Excerpt provided below:

Fidler, like Walker, said Draper is mostly built-out.
“There isn’t a lot of diversity of housing types. It’s mostly big, single-family homes, but that’s not what everybody wants. I think state-managed high-density will help with the price of homes,” she said.
Walker noted the Station Area Plans (SAPs), mandated by the state, which required the city to plan for more dense housing around Draper’s three transit stations, including Kimball’s Lane.
There, Walker said, Edge Homes is planning to build approximately 25 for-sale units per acre, a mix of townhomes and condos. But the mayor can’t guarantee those will be “affordable,” something he says is an ambiguous term.
“It’s a fun word to say, but I don’t know what it really means. The market sets what the price of real estate is.” Speaking in general terms about developers, Walker said, “We can zone small lots but we can’t control what they build, and they’re going to build whatever makes money for them. We also don’t control the cost of labor, materials or interest rates. All I control as a local elected official is land use. I can speed up the building permit process but that doesn’t make a house ‘affordable.’ There are so many components.”

End of Excerpt provided.

* _Your objective_: Continue the article on housing density and affordability in Draper from the point where it stops.

Data extracts below:

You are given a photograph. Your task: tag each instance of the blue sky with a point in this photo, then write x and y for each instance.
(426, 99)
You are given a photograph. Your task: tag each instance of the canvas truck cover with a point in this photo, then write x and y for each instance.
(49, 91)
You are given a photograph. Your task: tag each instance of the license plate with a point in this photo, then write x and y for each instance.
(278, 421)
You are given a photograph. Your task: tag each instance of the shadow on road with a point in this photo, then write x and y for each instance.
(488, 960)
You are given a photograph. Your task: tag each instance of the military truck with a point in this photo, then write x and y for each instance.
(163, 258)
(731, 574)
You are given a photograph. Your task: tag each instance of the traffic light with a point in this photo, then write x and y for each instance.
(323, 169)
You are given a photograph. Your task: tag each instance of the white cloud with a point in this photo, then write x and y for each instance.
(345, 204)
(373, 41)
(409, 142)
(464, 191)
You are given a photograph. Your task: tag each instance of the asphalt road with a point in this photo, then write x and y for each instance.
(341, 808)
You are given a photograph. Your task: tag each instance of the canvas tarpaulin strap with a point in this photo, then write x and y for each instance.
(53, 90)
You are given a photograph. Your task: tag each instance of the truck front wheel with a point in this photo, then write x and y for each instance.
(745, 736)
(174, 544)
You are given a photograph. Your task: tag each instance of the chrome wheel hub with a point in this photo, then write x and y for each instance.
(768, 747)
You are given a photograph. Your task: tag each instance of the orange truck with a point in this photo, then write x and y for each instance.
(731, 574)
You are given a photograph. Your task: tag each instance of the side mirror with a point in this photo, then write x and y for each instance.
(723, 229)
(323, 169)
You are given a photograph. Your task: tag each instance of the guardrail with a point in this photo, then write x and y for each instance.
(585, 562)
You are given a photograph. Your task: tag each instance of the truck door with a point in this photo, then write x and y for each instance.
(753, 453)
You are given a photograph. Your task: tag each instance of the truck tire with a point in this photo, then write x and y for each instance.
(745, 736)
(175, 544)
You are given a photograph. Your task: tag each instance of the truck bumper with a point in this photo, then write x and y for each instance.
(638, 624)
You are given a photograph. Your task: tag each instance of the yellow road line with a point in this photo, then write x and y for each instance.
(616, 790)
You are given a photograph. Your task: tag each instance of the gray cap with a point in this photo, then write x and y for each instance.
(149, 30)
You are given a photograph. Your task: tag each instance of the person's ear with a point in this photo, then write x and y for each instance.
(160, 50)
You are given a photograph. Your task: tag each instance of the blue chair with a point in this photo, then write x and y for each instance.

End of Data extracts.

* _Answer box_:
Walker said people are always concerned that new developments within the city might cause their property values to decrease, but he doesn’t see that as a solid argument because values have only risen. In addition to affordable homes potentially being built near the city’s transit stations, the state-owned development known as The Point, which falls within Draper City limits, may also offer lower-priced homes. According to Walker, only rental units were originally planned at The Point, but the state has since switched gears to consider setting aside 55 acres for ownership homes, likely a mix of townhomes, condos and single-family homes.
“Hopefully, they break ground on it late this year. It all depends on costs. When The Point comes online, I believe it’s going to make our property values go even higher. It’s going to be that desirable of a development,” he said.
High home prices can also affect the future of local schools, case in point being the property the Canyons School District (CSD) previously owned off 1700 East in Draper. The district sold that property in recent years when it realized not enough young families could afford to live in that area to populate an elementary school. The $1 million median price could potentially affect the population of existing Draper schools if young families can’t afford to live in the city.
The CSD is currently making decisions about which schools within the district may have to be closed for lack of enrollment.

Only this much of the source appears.